= AVAILABLE RECORDS =
━━━━━━
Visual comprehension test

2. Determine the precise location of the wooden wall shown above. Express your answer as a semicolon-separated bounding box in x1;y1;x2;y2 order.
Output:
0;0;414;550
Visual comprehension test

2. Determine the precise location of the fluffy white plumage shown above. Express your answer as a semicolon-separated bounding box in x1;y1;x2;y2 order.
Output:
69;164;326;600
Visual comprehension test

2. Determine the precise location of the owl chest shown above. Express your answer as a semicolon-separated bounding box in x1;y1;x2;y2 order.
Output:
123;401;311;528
━━━━━━
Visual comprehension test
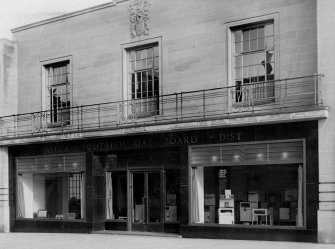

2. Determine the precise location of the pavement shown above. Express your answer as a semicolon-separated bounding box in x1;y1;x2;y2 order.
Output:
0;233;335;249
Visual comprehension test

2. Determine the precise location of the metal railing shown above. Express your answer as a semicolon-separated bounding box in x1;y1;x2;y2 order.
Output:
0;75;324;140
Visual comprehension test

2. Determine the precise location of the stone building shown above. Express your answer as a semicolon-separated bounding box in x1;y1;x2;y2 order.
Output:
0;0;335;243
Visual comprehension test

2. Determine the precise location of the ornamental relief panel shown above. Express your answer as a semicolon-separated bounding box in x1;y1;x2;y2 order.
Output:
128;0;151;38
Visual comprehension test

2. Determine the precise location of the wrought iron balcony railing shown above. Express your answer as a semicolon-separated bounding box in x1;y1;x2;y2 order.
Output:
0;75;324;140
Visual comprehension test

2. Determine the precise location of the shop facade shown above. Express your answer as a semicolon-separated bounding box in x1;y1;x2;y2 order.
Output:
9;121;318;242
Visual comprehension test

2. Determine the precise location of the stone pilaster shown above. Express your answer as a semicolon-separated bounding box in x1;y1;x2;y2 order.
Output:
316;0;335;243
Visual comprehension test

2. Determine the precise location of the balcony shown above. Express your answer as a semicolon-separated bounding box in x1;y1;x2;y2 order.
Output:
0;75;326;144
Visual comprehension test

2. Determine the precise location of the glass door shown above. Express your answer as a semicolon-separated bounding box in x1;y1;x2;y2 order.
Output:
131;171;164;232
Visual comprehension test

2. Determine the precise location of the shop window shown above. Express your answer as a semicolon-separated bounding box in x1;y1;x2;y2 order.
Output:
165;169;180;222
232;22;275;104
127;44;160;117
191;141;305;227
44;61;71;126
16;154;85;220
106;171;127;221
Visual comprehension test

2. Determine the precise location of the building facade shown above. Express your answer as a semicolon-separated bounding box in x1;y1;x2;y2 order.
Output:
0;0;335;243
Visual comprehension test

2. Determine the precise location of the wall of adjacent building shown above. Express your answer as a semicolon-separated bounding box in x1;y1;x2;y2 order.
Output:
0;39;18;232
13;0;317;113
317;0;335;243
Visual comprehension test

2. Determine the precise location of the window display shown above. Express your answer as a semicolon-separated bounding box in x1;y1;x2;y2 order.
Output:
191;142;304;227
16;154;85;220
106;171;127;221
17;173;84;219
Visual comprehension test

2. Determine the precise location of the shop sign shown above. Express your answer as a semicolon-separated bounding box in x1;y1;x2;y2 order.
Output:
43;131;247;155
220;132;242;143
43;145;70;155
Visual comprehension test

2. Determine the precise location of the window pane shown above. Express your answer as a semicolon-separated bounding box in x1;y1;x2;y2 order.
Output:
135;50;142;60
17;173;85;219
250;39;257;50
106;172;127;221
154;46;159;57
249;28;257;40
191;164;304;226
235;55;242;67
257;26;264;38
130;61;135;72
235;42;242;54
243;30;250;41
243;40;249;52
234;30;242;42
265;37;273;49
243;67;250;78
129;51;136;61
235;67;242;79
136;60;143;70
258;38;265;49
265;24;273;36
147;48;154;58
━━━━━━
= PROBLEM DESCRIPTION =
Count the lines of the data above that include the string "wall" and give only the number.

= SOLUTION FOR THIS PROBLEM =
2